[Box annotations for photos]
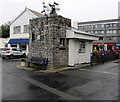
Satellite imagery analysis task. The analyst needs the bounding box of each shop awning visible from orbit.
[8,39,29,44]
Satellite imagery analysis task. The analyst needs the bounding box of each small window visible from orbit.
[79,41,85,53]
[24,25,29,33]
[13,26,21,34]
[60,38,65,46]
[11,44,17,47]
[12,48,17,51]
[20,44,27,50]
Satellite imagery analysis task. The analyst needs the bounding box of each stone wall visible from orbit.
[29,16,71,68]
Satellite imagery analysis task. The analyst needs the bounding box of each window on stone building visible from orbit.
[60,38,65,46]
[79,41,85,53]
[13,26,21,34]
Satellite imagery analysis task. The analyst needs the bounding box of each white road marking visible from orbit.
[79,69,118,75]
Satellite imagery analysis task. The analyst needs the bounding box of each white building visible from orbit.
[66,28,98,66]
[8,8,43,53]
[0,38,8,48]
[118,1,120,18]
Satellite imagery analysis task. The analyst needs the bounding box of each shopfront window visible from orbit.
[79,41,85,53]
[13,26,21,34]
[11,44,17,47]
[24,25,29,33]
[20,44,26,50]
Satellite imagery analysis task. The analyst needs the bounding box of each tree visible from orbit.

■ **What is asked**:
Revise the data above so that every "visible from orbit" becomes "visible from above", with everything else kept the same. Leave the pictures out of your answer.

■ **Correct answer**:
Satellite imagery analysis task. The analyst needs the bounding box of each shop awning visible from above.
[8,39,29,44]
Satellite imagery analysis task. The analyst needs the bounding box of each small window visible from above.
[79,41,85,53]
[24,25,29,33]
[13,26,21,34]
[60,38,65,46]
[11,44,17,47]
[12,48,17,51]
[20,44,27,50]
Satellite imagery analysis task. The analyst needs the bounding box of each stone wall visible from above.
[29,16,71,68]
Satellite imagery analysis task. The analyst needs the bounding box of each window on stone building visible from above.
[60,38,65,46]
[79,41,85,53]
[13,26,21,34]
Satellite imagery analysis task. The analyst needs the bounding box of each white road marking visible from above.
[79,69,118,75]
Satellite imagery analysis task. The analyst needs the bounding box of each white building visible from above.
[66,28,98,66]
[8,8,43,53]
[0,38,8,48]
[118,1,120,18]
Satellite imagery analysis task. The analyst needs the bounding box of each shopfront window visible from above.
[79,41,85,53]
[13,26,21,34]
[11,44,17,47]
[24,25,29,33]
[20,44,26,50]
Satellite imagery analysis task. The analyst needs the bounding box of each tree visible from above.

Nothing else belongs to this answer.